Stored data entries:
========
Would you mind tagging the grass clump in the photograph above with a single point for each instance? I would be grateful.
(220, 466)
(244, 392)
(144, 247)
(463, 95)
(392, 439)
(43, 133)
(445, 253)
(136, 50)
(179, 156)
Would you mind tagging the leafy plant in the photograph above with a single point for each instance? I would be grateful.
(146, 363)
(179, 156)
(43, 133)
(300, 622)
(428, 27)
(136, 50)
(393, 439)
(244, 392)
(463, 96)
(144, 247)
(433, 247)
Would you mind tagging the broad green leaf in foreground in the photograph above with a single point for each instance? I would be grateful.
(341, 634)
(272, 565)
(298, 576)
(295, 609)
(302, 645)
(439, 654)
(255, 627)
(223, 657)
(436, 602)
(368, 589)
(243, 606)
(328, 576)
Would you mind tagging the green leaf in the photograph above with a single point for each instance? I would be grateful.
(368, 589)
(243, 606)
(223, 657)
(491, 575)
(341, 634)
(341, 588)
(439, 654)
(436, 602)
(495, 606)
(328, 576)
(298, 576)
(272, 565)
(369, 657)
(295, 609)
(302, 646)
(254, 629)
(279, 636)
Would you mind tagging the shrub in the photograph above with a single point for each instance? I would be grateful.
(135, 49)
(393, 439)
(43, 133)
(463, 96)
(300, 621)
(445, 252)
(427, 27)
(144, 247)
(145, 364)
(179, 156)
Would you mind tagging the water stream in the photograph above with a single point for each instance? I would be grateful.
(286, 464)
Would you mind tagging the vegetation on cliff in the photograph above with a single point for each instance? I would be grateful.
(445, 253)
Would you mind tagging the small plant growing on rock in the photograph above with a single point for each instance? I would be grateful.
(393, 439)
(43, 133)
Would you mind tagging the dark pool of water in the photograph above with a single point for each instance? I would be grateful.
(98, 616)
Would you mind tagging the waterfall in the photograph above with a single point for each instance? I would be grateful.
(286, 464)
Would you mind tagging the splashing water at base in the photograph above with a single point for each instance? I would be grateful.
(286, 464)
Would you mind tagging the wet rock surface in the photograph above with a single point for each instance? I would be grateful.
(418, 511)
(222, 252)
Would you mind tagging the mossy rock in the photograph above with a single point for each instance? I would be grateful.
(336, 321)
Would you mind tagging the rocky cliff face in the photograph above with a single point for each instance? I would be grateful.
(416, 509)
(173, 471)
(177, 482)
========
What to produce —
For this exercise, output the records in full, exactly.

Exercise answer —
Would you mind tagging the grass clump in the photograph above with a single point for each instance? I would be grateful.
(220, 466)
(244, 392)
(144, 247)
(463, 95)
(392, 439)
(43, 133)
(445, 253)
(136, 50)
(179, 156)
Would you mind tagging the leafy plant in the photograph above with a single point for each instance? I would be grateful.
(146, 363)
(179, 156)
(43, 133)
(300, 622)
(428, 27)
(136, 50)
(393, 439)
(244, 392)
(463, 96)
(144, 247)
(433, 247)
Would you mind tagging the broad green leaf in foreground in the photograph above with a single point for each instance? I would be grateful.
(341, 634)
(272, 565)
(298, 576)
(295, 609)
(302, 645)
(439, 654)
(255, 627)
(223, 657)
(436, 602)
(368, 589)
(243, 606)
(328, 576)
Would you mind tagging the green leaf in the photograph above with a single point for each instance? I would be grateful.
(368, 589)
(243, 606)
(223, 657)
(491, 575)
(341, 634)
(341, 588)
(439, 654)
(436, 602)
(495, 606)
(328, 576)
(298, 576)
(272, 565)
(369, 657)
(295, 609)
(302, 646)
(254, 629)
(279, 636)
Would you mind tagging the shrub in the photograph above with a single point for each instance? I would be grateful.
(135, 49)
(393, 439)
(43, 133)
(463, 96)
(300, 621)
(445, 252)
(427, 27)
(144, 247)
(145, 364)
(179, 156)
Would you mind tagging the water stream in the photograph above with a single point for each instance? I would be grateful.
(286, 464)
Would you mind tagging the vegetation on cliff in the photograph above with a single point for each instance? I would be grateful.
(445, 253)
Would you mind tagging the small plant growing on rock in the photograph above with a single point for each instance? I would be grateful.
(393, 439)
(43, 133)
Would you mind tagging the dark pool of water in the photograph above with a single point for each instance? I would be grateful.
(98, 616)
Would you mind tagging the waterfall in the photograph above with a single point for each instance? I would be grateful.
(286, 464)
Would you mind tagging the splashing water at base in the photograph above with a single point for each instance? I would be grateful.
(286, 464)
Would you mind tagging the wet rock surface in the photograph above with a single point for each instance? I would be grateful.
(418, 511)
(222, 252)
Would you mind tagging the mossy rock in the photograph above with a single point for each instance? I would be grateful.
(336, 321)
Would you mind tagging the rocky cliff face in the photograph above with a single point for each instance? I would be grateful.
(416, 509)
(173, 471)
(177, 482)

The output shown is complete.